Exercise requirements:
Output the data in full. Keep every entry exactly as written.

━━━━━ Data supplied

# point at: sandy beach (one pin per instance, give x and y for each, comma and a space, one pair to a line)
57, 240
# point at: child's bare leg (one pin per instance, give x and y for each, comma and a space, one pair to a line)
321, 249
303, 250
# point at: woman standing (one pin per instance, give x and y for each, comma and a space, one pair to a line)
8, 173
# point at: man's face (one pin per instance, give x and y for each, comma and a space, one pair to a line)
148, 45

━━━━━━━━━━

Task solution:
# point at: sandy beach (one pin per instance, give x and y for each, comma and a space, one pair to a line)
57, 240
# point at: child's bare leg (one pin per instance, give x and y for each, comma and a space, one pair to a line)
321, 249
303, 250
# point at: woman standing (one pin per instance, give x and y for each, comma and a space, one pair to a line)
8, 173
# point at: man's face (one pin per instance, give x and y for each, comma and a space, one pair to a line)
148, 45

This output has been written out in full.